**Text under study**
Analysing k-mer count data

Once you have k-mer count data, there are a number of useful analyses that may be done. Let's go through a few together.

K-mer frequency spectra

A k-mer frequency spectra is a representation of sequencing data showing how many k-mers appear a certain number of times. In other words, how many k-mers in the dataset have a count of 1, how many have a count of 10, and so on.

When plotted, the frequency of occurence is plotted on the x-axis, and the number of k-mers on the y-axis.

The k-mer spectra is composed of distributions representing groups of motifs at different frequencies in the sample, plus biases. Given not too many biases, the shape of the distributions provides a useful set of properties describing the biological sample, the sequencing process and the amount of useful data in the dataset.

Let's take a look at a simple spectra. I'm going to use a small artificial dataset of a bacterial-like genome I generated using Pseudoseq.jl.

I first created a random single chromosome genome, and then simulated a paired-end sequencing experiment to generate the kind of raw data we would get from a sequencing experiment.

**Explore the material**
a - Answer these questions about the k-mer count data page:
(i) When a k-mer frequency spectrum is plotted, which axis shows the number of k-mers?
(ii) What tool was used to generate the small artificial dataset?
(iii) What kind of sequencing experiment was simulated?
b - Carry on the k-mer count data page from its last sentence, keeping the same voice.

**Referring expression grounding data**
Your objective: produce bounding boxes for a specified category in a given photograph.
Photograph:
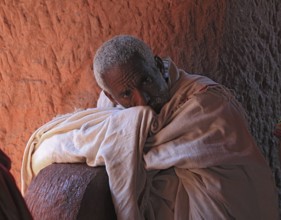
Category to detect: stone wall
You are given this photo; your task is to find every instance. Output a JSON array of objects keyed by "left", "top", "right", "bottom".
[{"left": 0, "top": 0, "right": 281, "bottom": 211}]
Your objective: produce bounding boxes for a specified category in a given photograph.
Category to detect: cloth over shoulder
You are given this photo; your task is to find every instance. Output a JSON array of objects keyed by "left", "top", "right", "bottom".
[{"left": 22, "top": 60, "right": 278, "bottom": 220}]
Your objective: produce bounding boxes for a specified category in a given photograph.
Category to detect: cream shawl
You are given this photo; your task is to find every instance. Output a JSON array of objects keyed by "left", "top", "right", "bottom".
[{"left": 22, "top": 59, "right": 278, "bottom": 220}]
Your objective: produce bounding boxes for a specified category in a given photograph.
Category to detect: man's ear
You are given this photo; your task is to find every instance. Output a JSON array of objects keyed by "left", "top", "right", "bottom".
[{"left": 103, "top": 91, "right": 118, "bottom": 105}]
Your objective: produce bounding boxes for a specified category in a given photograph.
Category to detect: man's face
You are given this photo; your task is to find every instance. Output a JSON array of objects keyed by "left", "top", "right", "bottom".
[{"left": 104, "top": 57, "right": 170, "bottom": 113}]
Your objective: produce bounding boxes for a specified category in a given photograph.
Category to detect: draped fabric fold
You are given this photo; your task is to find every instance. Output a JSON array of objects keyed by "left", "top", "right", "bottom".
[{"left": 22, "top": 60, "right": 278, "bottom": 220}]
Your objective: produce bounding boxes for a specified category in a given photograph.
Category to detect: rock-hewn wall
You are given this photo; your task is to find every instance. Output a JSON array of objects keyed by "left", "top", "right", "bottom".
[{"left": 0, "top": 0, "right": 281, "bottom": 210}]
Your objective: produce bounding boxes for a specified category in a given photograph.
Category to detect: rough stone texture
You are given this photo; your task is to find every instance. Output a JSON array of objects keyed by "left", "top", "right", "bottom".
[{"left": 0, "top": 0, "right": 281, "bottom": 212}]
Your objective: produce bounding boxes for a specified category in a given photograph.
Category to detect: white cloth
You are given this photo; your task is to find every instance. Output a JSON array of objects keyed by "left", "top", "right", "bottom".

**Answers in order**
a -
(i) The y-axis.
(ii) Pseudoseq.jl.
(iii) A paired-end sequencing experiment.

b -
Note

I'm doing this with a small artificial genome to be kind to the CI infrastructure that builds these docs!!!

But you could follow along and try yourself with paired-end read data from a sequencing experiment from e.coli.

Here I'm going to load in these reads, count the k-mers with the SerialMemCounter k-mer counter as the dataset is not that large, and then compute the 1D frequency spectra.

julia> using KmerAnalysis, ReadDatastores, BioSequences

julia> reads = @openreads "../../../test/fakemicrobe.prseq"
Paired Read Datastore 'fakemicrobe-pe': 83850 reads (41925 pairs)

julia> counter = serial_mem(DNAMer{31}, CANONICAL)
(::KmerAnalysis.SerialMemCounter{BioSequences.Mer{BioSequences.DNAAlphabet{2},31},Canonical}) (generic function with 1 method)

julia> kmer_counts = counter(reads)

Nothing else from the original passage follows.